:: PROBLEM TO WORK ON ::
Word for word, restate the line containing "Please drop a marker on the pancake" and all the lines that come after it in the entries below. Include nothing from before it.

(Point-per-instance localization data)
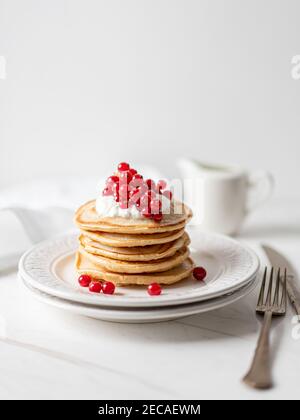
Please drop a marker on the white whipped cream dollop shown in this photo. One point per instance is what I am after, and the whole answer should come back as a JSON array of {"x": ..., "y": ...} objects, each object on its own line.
[{"x": 106, "y": 206}]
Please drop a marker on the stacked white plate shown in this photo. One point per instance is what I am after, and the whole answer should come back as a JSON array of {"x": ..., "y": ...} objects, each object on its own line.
[{"x": 48, "y": 272}]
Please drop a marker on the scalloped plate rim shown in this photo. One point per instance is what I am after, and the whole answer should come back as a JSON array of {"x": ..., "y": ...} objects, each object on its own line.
[{"x": 59, "y": 288}]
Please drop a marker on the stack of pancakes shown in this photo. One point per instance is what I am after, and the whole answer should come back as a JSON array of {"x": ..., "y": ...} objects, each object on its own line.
[{"x": 128, "y": 251}]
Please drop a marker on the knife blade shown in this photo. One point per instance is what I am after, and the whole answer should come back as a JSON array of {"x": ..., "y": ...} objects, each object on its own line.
[{"x": 293, "y": 287}]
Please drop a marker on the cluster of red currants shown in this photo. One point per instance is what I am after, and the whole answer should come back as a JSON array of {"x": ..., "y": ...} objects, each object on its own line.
[
  {"x": 96, "y": 286},
  {"x": 130, "y": 189}
]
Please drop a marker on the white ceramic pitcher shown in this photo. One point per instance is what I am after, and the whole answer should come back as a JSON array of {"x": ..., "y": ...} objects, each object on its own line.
[{"x": 222, "y": 196}]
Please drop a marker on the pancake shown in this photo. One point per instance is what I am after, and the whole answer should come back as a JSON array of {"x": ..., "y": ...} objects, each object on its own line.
[
  {"x": 182, "y": 271},
  {"x": 122, "y": 240},
  {"x": 137, "y": 267},
  {"x": 87, "y": 218},
  {"x": 146, "y": 253}
]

:: RESULT FOR THIS TASK ::
Please drop a marker on the pancake shown in this photo. One point per instance is what I am after, and the whole answer should come back as a JSON array of {"x": ..., "y": ...} objects, each object on its own line.
[
  {"x": 182, "y": 271},
  {"x": 122, "y": 240},
  {"x": 137, "y": 267},
  {"x": 87, "y": 218},
  {"x": 146, "y": 253}
]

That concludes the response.